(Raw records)

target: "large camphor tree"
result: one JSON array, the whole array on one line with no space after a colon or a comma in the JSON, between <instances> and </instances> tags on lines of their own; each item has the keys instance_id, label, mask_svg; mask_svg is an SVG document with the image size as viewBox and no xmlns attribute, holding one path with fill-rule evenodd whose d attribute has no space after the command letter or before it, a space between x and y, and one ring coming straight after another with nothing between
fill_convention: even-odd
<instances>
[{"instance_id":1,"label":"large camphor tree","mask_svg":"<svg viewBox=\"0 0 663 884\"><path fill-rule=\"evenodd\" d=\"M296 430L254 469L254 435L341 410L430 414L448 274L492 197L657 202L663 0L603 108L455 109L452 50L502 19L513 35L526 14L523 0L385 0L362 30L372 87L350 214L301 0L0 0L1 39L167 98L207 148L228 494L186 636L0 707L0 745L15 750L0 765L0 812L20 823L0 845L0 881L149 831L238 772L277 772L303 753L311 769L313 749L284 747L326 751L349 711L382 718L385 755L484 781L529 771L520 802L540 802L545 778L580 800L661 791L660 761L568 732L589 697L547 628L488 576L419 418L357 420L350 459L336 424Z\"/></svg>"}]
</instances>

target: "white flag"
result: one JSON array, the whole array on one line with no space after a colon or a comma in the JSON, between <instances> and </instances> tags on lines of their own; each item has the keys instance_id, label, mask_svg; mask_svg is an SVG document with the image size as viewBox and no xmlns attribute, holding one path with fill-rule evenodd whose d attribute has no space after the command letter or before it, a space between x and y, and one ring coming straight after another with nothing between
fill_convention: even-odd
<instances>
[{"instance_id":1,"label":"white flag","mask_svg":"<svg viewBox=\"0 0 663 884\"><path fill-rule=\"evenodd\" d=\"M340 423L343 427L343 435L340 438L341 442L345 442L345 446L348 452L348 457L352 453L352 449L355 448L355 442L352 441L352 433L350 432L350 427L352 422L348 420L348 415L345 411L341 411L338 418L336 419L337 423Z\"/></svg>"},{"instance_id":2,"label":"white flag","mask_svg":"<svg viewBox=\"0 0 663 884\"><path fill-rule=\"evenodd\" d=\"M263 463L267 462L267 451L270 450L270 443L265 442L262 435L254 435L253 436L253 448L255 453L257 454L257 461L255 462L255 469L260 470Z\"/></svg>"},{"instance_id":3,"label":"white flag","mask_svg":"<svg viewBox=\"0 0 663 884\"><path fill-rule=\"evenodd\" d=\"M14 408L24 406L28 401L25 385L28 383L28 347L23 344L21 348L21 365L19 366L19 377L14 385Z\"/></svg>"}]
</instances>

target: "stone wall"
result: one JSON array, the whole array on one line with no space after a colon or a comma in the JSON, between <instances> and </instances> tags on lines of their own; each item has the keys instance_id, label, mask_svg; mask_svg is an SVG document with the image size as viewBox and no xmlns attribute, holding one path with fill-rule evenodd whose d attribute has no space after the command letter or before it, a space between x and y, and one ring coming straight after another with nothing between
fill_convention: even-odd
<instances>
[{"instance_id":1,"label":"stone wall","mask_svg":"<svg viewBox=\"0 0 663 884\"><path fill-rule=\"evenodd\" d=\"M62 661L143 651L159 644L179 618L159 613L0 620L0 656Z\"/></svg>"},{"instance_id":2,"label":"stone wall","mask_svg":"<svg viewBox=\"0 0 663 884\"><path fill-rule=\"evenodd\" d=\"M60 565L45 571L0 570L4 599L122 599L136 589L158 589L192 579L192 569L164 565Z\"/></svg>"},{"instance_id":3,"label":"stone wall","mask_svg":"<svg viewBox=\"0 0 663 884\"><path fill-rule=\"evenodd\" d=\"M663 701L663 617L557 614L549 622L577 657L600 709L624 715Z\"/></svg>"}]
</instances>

WHAT IS ASKED: Report every line of the material above that holds the string "target", matching case exactly.

SOLUTION TO THIS PROBLEM:
target: "large camphor tree"
target: "white flag"
target: "stone wall"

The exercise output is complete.